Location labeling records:
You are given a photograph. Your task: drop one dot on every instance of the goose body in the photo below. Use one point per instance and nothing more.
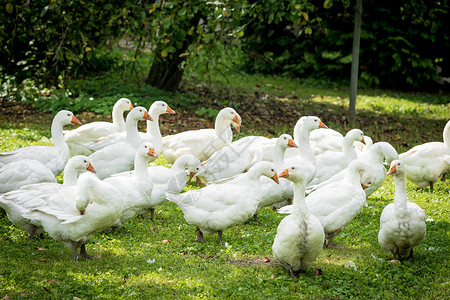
(18, 203)
(300, 236)
(331, 163)
(427, 162)
(204, 142)
(72, 214)
(135, 190)
(53, 157)
(337, 203)
(402, 223)
(119, 157)
(374, 171)
(78, 139)
(222, 205)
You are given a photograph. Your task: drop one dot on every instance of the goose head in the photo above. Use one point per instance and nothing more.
(81, 163)
(285, 141)
(294, 173)
(264, 168)
(65, 117)
(139, 113)
(309, 123)
(146, 150)
(356, 135)
(232, 116)
(124, 104)
(397, 167)
(159, 108)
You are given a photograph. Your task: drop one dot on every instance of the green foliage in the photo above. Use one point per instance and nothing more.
(402, 45)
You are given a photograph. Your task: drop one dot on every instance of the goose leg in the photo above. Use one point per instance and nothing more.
(199, 236)
(219, 235)
(33, 231)
(75, 246)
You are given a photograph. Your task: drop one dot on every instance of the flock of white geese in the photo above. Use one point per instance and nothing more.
(108, 180)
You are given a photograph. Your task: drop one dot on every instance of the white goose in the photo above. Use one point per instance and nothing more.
(219, 206)
(427, 162)
(204, 142)
(119, 157)
(337, 203)
(18, 203)
(170, 180)
(135, 190)
(375, 157)
(331, 163)
(153, 134)
(300, 235)
(79, 138)
(72, 214)
(53, 157)
(402, 223)
(304, 155)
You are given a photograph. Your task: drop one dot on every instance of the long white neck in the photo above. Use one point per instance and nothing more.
(446, 134)
(117, 116)
(70, 174)
(153, 129)
(223, 130)
(347, 148)
(132, 131)
(400, 200)
(299, 207)
(278, 157)
(58, 138)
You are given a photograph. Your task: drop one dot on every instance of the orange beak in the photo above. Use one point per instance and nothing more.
(392, 170)
(151, 152)
(75, 121)
(284, 174)
(275, 178)
(191, 175)
(91, 168)
(322, 125)
(169, 110)
(291, 143)
(147, 117)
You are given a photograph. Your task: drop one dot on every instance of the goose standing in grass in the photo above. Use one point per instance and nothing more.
(153, 134)
(300, 235)
(427, 162)
(402, 223)
(375, 157)
(304, 155)
(53, 157)
(331, 163)
(170, 180)
(18, 203)
(72, 214)
(119, 157)
(135, 190)
(337, 203)
(222, 205)
(204, 142)
(79, 138)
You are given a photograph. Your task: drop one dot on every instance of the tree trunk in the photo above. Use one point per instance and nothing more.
(355, 62)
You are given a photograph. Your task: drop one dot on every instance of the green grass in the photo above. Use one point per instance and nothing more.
(184, 268)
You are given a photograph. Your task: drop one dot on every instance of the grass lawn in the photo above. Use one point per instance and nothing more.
(161, 259)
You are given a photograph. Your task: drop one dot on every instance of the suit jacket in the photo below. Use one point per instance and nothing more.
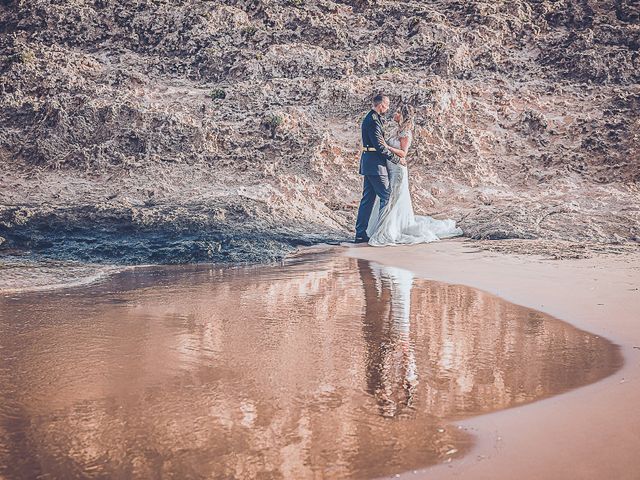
(374, 162)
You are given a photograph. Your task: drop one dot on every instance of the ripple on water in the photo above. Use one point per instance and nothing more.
(330, 367)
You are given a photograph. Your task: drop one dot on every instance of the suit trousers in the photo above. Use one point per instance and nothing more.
(373, 185)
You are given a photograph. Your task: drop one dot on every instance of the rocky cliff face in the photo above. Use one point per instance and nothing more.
(150, 130)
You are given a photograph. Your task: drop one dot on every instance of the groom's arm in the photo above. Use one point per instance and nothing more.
(380, 144)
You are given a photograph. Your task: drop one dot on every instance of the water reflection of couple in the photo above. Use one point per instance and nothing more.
(391, 371)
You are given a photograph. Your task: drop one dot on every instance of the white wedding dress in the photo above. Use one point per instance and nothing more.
(397, 225)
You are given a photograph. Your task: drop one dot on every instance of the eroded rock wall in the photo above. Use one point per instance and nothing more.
(214, 121)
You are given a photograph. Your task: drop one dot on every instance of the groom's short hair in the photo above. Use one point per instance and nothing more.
(378, 99)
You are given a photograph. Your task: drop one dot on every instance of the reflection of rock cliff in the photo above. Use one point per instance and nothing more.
(329, 369)
(202, 125)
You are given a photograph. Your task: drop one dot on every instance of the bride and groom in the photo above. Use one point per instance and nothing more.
(385, 216)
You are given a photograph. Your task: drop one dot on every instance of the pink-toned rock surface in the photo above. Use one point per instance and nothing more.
(221, 128)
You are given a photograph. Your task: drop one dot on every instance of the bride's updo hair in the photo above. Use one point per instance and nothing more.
(406, 120)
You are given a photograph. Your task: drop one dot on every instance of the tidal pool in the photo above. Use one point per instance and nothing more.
(324, 367)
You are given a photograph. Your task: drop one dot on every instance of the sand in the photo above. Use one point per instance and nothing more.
(589, 433)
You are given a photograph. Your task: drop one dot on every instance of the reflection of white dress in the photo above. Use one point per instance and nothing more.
(397, 224)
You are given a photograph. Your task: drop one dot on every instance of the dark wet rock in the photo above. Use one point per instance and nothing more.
(144, 123)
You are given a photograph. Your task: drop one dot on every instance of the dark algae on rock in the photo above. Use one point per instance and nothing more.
(153, 131)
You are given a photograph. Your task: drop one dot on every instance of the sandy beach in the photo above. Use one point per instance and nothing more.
(592, 432)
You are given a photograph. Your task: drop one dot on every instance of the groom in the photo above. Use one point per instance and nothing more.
(373, 165)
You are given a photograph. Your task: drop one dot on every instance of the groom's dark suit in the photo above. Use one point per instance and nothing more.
(373, 165)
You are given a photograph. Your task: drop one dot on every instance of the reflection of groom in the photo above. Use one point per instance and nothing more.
(373, 165)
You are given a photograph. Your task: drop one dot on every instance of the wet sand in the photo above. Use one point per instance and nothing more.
(589, 433)
(325, 367)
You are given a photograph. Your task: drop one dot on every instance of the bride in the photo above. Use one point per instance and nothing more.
(397, 223)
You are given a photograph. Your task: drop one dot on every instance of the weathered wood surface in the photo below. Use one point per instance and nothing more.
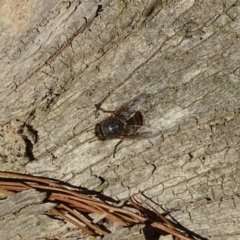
(59, 58)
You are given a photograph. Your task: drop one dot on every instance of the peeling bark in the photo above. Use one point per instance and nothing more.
(60, 58)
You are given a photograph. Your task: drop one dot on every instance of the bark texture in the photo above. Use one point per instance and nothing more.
(60, 58)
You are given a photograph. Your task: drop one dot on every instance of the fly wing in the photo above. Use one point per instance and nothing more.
(140, 131)
(127, 110)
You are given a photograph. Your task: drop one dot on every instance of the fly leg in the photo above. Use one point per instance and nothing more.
(115, 148)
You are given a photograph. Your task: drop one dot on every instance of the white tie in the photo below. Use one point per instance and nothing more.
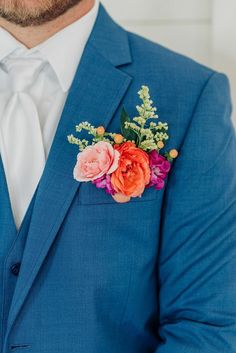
(22, 147)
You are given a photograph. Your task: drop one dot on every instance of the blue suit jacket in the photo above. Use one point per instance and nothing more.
(157, 274)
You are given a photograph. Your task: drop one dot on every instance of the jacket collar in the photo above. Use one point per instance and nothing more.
(95, 95)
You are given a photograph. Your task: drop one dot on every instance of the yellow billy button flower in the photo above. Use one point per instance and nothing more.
(160, 144)
(100, 131)
(173, 153)
(118, 138)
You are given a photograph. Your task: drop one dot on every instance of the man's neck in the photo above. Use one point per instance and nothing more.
(34, 35)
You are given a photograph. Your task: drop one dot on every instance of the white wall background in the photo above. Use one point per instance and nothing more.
(202, 29)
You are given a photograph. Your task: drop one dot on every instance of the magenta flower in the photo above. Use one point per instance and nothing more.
(104, 182)
(160, 168)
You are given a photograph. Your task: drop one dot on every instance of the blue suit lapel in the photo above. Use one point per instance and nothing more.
(95, 94)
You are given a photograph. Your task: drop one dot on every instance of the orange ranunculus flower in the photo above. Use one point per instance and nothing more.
(133, 172)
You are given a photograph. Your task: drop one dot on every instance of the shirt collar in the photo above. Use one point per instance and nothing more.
(63, 50)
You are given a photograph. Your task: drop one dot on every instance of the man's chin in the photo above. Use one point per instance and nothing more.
(26, 13)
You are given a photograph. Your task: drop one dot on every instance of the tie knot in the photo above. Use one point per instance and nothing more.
(23, 71)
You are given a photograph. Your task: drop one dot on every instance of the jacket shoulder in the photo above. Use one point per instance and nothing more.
(157, 58)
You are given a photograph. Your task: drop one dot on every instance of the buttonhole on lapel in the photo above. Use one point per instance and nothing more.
(19, 346)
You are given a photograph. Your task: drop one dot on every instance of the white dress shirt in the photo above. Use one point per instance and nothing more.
(61, 55)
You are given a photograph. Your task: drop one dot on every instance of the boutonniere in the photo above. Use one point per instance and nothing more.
(125, 163)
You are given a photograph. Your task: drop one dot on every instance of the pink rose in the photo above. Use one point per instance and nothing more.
(95, 161)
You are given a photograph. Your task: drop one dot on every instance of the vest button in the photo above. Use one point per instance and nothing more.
(15, 269)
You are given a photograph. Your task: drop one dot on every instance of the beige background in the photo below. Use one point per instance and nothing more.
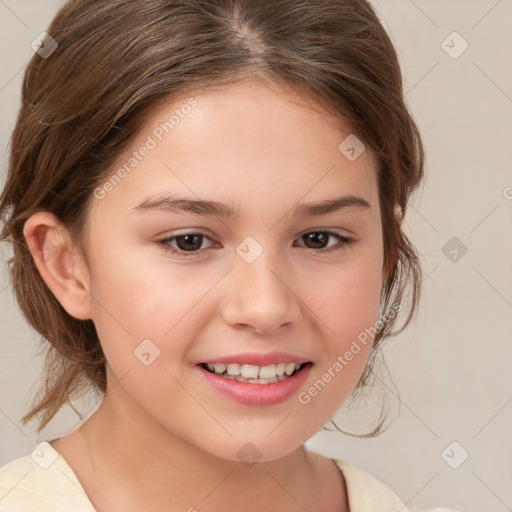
(452, 367)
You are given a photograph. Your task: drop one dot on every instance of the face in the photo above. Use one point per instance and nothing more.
(260, 281)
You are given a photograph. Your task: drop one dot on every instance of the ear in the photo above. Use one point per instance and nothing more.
(391, 260)
(60, 263)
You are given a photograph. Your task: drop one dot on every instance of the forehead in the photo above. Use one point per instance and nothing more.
(248, 143)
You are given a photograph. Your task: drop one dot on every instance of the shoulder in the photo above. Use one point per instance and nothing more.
(368, 494)
(41, 481)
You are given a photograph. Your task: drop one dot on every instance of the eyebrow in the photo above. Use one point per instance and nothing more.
(215, 208)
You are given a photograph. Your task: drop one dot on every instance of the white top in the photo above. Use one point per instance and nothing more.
(44, 482)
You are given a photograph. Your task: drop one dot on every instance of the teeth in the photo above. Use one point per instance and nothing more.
(280, 368)
(233, 369)
(290, 368)
(249, 371)
(272, 372)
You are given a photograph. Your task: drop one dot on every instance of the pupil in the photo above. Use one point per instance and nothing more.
(315, 236)
(189, 240)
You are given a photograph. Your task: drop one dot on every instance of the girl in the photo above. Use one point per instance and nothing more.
(205, 200)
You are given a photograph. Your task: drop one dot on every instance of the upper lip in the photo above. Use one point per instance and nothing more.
(257, 359)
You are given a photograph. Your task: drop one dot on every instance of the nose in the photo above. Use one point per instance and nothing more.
(259, 295)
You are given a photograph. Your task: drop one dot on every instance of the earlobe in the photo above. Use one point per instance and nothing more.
(60, 263)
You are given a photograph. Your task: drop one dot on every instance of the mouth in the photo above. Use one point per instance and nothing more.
(253, 374)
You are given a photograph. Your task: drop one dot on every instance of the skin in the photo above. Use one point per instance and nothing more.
(162, 438)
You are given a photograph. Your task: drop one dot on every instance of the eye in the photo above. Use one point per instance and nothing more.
(189, 245)
(318, 239)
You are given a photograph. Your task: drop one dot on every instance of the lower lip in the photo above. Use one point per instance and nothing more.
(257, 394)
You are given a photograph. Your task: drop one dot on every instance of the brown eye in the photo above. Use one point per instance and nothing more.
(188, 245)
(320, 240)
(191, 242)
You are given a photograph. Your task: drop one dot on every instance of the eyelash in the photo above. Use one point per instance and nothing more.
(165, 243)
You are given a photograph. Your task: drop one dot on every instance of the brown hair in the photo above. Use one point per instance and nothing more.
(116, 59)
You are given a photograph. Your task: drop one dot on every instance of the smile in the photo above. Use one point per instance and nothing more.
(254, 374)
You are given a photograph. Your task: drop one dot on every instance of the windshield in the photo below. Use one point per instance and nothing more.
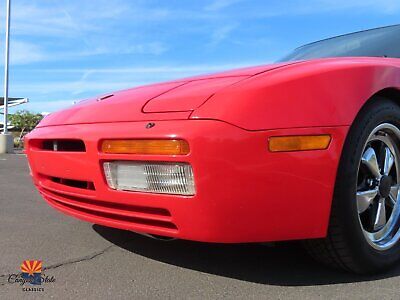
(380, 42)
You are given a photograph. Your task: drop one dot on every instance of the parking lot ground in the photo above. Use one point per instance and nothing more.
(94, 262)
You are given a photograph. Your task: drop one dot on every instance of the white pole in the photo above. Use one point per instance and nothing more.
(6, 73)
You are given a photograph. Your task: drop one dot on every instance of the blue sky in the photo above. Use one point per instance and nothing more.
(63, 51)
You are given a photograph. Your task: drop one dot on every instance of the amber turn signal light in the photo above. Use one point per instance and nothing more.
(145, 147)
(299, 143)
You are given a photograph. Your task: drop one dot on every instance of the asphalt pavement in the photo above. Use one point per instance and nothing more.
(87, 261)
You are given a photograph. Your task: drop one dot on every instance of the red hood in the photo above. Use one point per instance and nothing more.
(175, 99)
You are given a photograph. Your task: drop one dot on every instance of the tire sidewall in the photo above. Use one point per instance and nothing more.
(367, 259)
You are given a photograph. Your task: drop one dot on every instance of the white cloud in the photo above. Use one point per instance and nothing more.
(220, 4)
(221, 33)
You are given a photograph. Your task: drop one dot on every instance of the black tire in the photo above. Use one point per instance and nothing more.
(345, 246)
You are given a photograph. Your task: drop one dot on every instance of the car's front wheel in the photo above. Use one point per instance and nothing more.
(363, 234)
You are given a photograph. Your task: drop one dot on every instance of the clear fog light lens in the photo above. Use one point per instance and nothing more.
(165, 178)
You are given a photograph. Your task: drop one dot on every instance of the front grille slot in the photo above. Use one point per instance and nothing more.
(79, 184)
(62, 145)
(152, 217)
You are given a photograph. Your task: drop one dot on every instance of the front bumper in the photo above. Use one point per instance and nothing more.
(243, 192)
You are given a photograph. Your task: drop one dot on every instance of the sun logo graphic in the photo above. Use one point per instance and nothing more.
(32, 271)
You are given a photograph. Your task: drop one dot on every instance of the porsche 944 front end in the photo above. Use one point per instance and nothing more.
(143, 160)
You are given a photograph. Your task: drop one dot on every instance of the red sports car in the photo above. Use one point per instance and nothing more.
(303, 149)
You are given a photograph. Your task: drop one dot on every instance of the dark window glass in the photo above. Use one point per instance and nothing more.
(380, 42)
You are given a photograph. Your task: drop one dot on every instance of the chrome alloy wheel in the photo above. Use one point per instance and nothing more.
(378, 185)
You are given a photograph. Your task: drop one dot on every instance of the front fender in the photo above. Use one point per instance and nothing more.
(324, 92)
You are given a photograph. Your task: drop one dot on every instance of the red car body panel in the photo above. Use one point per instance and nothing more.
(244, 193)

Short task: Word for word, quote the lines from the line containing "of the clear" through the end of the material, both included, and nothing else.

The result:
You are given a photograph. Your task: drop one dot on every instance of the clear fog light lens in the photo above. Use one point per instance and nothing more.
(165, 178)
You are given a photograph. Your task: drop one dot on every instance of the front grille slot in the photo above. Use one point per instance and nothing more.
(79, 184)
(62, 145)
(152, 217)
You are given a photograph. Your task: drop one dot on every instance of the front bumper in the photo above. Use one point per instance and nothing more.
(243, 192)
You are given a photograph. Your task: drop one dot on every instance of the sun logo graphic in the photo above. Use one point per instance and nothing more.
(32, 271)
You are given a photograph. Your task: drop one dot on every instance of the porsche 944 front end in the photo above. Use one point per instance and nothing more.
(143, 160)
You are given a photograph. Your task: drop one dot on every instance of the red sports car in the photo above. Use one point per instance and nothing more.
(303, 149)
You are given a photograph. Your task: drop one dot on every instance of the dark window glass in the photo above. Use one point per instance and nothing more.
(380, 42)
You are given a photograph. Your task: drop one dot on every instance of the chrome alloy wheel in the photo above. Use one point per instance and nothing more.
(378, 185)
You are given a photograph. Your task: drop one dot on every instance of the front fender in the photo above. Use one point per instance and nothing more.
(324, 92)
You are given a photograph. Your task: drop one dot on every instance of the red car body panel in the photo above. Use one point per instance and nothing more.
(244, 193)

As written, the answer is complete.